**Source text:**
Cardozo Law School professor Robert Malchman
thinks John Roberts is an evil genius for his role in upholding Obamacare.
His arguments are:
That it energizes the Republican base. That is no doubt true, but lots of stuff energizes political bases. Is that a good reason for upholding the law?
That it blunts the push for "real, progressive health care reform, whether universal Medicare or for the creation of a public insurance option." Apart from the unaffordability even of Medicare under its current coverage, that again seems pretty weak as a reason to uphold it.
That this will profit private insurance companies: "The effect of the law will be to drive millions of people to buy insurance from insurance companies in many cases with federally subsidized funds, lining the pockets of those corporations with the public’s money." Among the more amazing facts I discovered in my self-education about investing was that most insurance companies actually lose money on their insurance operations. They make it back, theoretically, by getting to invest the money they get in the form of premiums in between receiving the money and having to pay it back out for claims, but still, insurance is not a very profitable business overall. Add in a political push to interfere regularly with what's being insured and you have a recipe for bankruptcy.

**Recorded information:**
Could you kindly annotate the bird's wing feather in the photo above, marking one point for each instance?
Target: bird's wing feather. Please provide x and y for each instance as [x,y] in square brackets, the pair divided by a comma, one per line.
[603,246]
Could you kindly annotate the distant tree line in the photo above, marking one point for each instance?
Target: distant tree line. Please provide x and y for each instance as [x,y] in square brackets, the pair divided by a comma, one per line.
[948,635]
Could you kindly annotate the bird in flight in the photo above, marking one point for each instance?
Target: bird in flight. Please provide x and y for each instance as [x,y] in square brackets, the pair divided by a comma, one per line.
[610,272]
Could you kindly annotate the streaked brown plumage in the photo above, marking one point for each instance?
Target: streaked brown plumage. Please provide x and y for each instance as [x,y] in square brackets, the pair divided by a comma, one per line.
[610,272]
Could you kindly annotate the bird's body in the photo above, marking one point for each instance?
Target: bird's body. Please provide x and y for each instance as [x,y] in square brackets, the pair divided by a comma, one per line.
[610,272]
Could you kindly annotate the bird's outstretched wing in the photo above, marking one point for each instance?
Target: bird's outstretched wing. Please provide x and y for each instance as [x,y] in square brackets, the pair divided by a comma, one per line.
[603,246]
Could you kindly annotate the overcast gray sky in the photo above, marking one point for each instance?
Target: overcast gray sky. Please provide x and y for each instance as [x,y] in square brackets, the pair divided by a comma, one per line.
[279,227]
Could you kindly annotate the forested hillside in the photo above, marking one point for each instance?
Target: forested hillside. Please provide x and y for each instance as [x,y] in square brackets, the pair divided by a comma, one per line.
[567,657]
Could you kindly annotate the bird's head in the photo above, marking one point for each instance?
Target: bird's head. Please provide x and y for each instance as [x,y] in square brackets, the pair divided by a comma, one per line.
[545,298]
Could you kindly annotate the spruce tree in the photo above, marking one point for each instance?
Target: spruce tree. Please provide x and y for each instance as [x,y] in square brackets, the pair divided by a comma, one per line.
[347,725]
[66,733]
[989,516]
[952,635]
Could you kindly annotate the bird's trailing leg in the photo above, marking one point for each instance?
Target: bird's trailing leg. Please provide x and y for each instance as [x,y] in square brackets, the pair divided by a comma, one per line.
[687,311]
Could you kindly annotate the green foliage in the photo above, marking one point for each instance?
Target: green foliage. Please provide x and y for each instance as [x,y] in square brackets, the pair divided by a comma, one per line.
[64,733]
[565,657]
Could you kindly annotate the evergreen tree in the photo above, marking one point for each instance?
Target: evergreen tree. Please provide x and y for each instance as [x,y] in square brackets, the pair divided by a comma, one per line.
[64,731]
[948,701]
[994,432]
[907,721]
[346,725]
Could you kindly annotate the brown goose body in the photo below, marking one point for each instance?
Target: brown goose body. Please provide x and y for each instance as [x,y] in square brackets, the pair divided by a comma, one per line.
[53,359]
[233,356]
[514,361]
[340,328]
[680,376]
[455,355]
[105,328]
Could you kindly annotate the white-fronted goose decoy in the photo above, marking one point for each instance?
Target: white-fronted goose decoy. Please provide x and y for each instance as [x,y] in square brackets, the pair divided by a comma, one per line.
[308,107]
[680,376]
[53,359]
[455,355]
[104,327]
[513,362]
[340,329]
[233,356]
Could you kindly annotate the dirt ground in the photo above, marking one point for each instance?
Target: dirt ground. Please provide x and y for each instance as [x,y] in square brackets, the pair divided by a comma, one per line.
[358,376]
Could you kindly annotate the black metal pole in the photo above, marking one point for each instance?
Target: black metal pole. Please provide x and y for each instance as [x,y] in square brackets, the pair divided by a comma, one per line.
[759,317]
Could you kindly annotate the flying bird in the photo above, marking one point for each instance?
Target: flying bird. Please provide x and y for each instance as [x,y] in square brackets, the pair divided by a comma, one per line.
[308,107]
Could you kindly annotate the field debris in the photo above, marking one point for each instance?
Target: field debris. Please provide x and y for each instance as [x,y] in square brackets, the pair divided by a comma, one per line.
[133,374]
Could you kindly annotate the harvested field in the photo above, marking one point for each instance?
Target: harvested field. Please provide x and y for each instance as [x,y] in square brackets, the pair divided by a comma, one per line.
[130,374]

**Problem 1:** Summarize the commentary on John Roberts and Obamacare in two sentences.
**Problem 2:** Write the next paragraph of the commentary on John Roberts and Obamacare, picking up after its final sentence.

**Your response 1:** Cardozo Law School professor Robert Malchman thinks John Roberts is an evil genius for upholding Obamacare, arguing that the ruling energizes the Republican base, blunts the push for progressive reform such as universal Medicare or a public option, and will profit private insurance companies. The writer calls the first two reasons weak and answers the third by noting that most insurers lose money on their insurance operations and make it back, theoretically, by investing premiums, so insurance is not very profitable and regular political interference could bring bankruptcy.

**Your response 2:**
That explicitly to reject arguments that it's permitted under the Commerce Clause in favor of the power to tax undermines the main liberal Constitutional workhorse. That workhorse can't possibly pull any heavier a load, and being prevented from whipping it to force it to do so is a blessing in disguise. Creating a new workhorse in the power to tax by deeming something a tax even if
the President has denied repeatedly that it's a tax strikes me as an amazingly foolish thing for a supposed conservative to do.
This guy is a brilliant legal mind like Elizabeth Warren is an Indian.